[PROMPT]
The expected output is each line in the data below that includes the string "wall".

[SOURCE INFORMATION]
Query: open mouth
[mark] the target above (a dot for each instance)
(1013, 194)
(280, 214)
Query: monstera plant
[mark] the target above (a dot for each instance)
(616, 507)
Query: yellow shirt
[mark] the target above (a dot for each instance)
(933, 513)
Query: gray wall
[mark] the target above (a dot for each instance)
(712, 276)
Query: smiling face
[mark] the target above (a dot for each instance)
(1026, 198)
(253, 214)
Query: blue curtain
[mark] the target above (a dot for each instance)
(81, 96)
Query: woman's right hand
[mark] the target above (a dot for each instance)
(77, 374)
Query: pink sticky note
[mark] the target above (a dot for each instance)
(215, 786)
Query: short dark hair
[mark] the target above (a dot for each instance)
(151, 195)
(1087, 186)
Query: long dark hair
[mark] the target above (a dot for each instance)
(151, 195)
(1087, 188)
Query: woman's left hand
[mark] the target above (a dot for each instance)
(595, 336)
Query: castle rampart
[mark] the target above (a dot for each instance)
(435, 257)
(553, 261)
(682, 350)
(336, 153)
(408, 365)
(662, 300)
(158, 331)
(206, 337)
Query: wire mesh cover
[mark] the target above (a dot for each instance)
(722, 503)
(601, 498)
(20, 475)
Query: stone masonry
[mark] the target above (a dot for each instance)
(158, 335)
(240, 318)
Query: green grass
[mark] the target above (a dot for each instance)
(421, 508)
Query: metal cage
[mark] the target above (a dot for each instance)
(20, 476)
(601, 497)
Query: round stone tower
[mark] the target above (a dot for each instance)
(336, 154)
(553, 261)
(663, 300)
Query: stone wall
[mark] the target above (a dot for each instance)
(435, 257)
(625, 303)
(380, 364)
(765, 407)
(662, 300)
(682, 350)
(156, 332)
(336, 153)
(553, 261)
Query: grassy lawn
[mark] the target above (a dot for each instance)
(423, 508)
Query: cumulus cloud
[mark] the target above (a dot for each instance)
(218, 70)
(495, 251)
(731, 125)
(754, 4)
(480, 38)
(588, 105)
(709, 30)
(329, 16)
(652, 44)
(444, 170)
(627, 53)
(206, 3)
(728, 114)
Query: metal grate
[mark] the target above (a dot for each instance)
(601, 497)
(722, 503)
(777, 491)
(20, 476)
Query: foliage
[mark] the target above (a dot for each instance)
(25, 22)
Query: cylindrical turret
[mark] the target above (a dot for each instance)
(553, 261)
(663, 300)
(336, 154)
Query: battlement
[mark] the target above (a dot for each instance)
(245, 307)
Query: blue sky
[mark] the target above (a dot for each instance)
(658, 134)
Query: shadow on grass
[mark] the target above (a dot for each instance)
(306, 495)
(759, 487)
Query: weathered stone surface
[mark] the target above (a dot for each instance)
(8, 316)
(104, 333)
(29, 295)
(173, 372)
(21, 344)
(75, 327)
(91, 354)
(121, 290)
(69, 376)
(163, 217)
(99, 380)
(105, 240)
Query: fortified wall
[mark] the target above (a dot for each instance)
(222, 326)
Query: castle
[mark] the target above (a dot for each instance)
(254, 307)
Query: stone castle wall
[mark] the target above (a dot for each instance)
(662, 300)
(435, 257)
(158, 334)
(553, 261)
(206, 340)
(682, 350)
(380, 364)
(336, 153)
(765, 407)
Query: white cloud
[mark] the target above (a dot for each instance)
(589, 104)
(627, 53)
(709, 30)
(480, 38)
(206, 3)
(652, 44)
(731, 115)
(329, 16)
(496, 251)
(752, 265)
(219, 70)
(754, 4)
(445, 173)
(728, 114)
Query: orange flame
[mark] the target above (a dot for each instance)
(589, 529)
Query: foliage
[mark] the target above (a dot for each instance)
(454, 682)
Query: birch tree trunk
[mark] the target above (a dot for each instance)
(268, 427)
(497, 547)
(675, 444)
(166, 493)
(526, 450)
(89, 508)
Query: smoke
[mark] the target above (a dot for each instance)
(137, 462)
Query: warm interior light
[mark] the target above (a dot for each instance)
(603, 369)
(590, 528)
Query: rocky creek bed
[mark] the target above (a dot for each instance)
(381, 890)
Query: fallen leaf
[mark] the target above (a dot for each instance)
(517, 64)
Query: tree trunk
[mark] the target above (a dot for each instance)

[ANSWER SPACE]
Query: gray wall
Query: stone wall
Query: fortified wall
Query: stone castle wall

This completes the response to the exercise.